Continue the blog entries on work, podcasts and music from the point where they stop.

Passage given:
#####

In the past few weeks I've been talking with some companies about their products and some are in fairly good shape and needing a few tweaks and pushes in the right direction, yet others are lost in a world of buzzwords and social development memes with little value. I'm really looking to getting my hands dirty again and anxious to clear through the family affairs that need addressing. I also have a good chunk of writing to do and prepping for some presentations ahead.

On a Sunday evening I am ready for this next week to begin and dig in.

March 1, 2007

The Merlin Show interview with John Vanderslice

Yowza! The Merlin Show interview with John Vanderslice is fantastic. The discussion about changes in old media, marketing, music, DRM, and the state of the music industry is fantastic. John is smart and understands the marketplace and how to make money. How to make good money.

I am completely enjoying The Merlin Show with Marlin Mann. I am not a huge fan of podcast nor video podcasts due to the attention and time they take. I do have a stack of them backlogged that I will get to the day the Internet is gone for good, but Merlin is keeping me drawn in when I can't sit down and chat with him in person.

Love ya Merlin, keep up the killer work!

February 10, 2007

Cuban Clocks and Music Long Tail Discovery

The last two trips to San Francisco I have heard a latin version of Coldplay's Clocks on KFOG and it really intrigued me. This last trip I was in the car for four songs and one of them was Coldplay's Clocks by the Cuban All Stars. I have been trying to track this track down since first hearing, but am not having great luck. This continually happens when I listen to KFOG, which is about the only regular radio station I will listen to (I much prefer XM Radio for is lack of advertising and blathering idiots spouting off while playing overplayed songs that have little merit.

#####

Data listing:
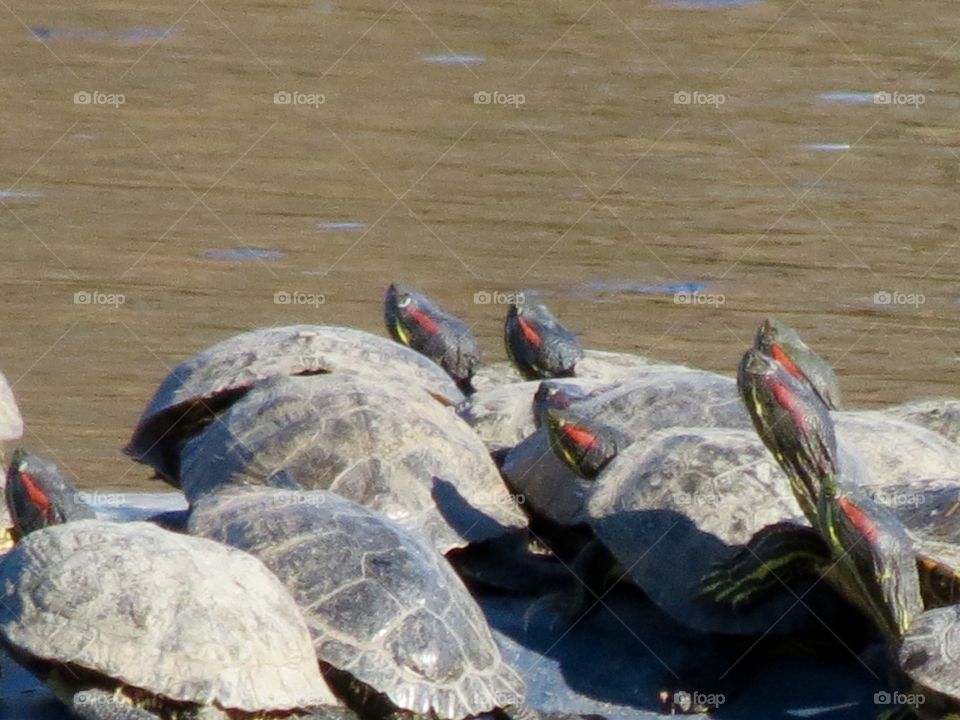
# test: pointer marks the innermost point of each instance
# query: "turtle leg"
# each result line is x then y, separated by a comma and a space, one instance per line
772, 557
97, 704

#####

Exercise answer:
What I like about this version of Clocks by the Cuban All Stars (I have seen the dashboard metadata list it as Ibrahim Ferrer, but it has not been described as such by the DJs on KFOG). This is where my music recommendations break. But, some digging on the KFOG website points me to Rhythms Del Mundo as the source (but their Flash site seems horribly broken in all browsers as none of the links work). I have found the album on iTunes, but only a partial listing and none of the physical music store options have this in stock as it is not mainstream enough (how I miss Tower).

This all seems like far more work that should be needed. But, not if one has even slightly long tail musical interests. I had a wonderful discussion along these lines wish Cory from IODA about this and the lack of really good long tail discovery systems.

I use to discover new things from friend#039;s lists, but the neighbor recommendations seem to only work on more mainstream interests (Pandora really falls off on the long tail for me). Now if KFOG put their play list in KFOG, it would help greatly and I would add them to my friend list (or I could move back home to the San Francisco Bay Area).

October 10, 2006

Tower Records is No More

My musical youth has a chapter closed with the Sale and Liquidation of Tower Records. In Central California, where I went to high school there was rather little constructive to do. I was a fan of music and played in school bands and some pick-up bands. But the place where much of the discussion about music took place was Tower Records.

The Social Gathering Spot

Tower Records was one of my first non-formal social meeting places. I would meet friends there to talk about new bands and music of interest, which included things that were not quite on local radio that embraced a mono-culture of rock, more rock, some rock, and light rock. Radio did not venture too far from "Top 40" radio, but Tower Records did. Not only did I find out from friends music that could be of interest to me, but the staff was insanely knowledgeable. I had my jazz interests broadended and found out about non-American bands.

Tower Grew with Me

As I moved around to university and life beyond, Tower Records remained a resource of smart musically engaged staff that could make great recommendations or do a deep dive on nearly any genre of music. In the past few years I have been trying to find similar recommendations services that are as broad as the human staff at Tower Records, but nothing can quite match it. I still have been shopping at Tower Records as my off-center music interests can be satiated at Tower on a Saturday looking through the new music discount stack or bin. I could walk into the nearest Tower to me and have a half-brained request with remotely partial information and the staff would nail what I was seeking. I continued to discover more music of interest that I was not getting turned on to anywhere else. The prices at Tower for much of the new music farther out in the long tail met my price point metric of less than 12 US dollars.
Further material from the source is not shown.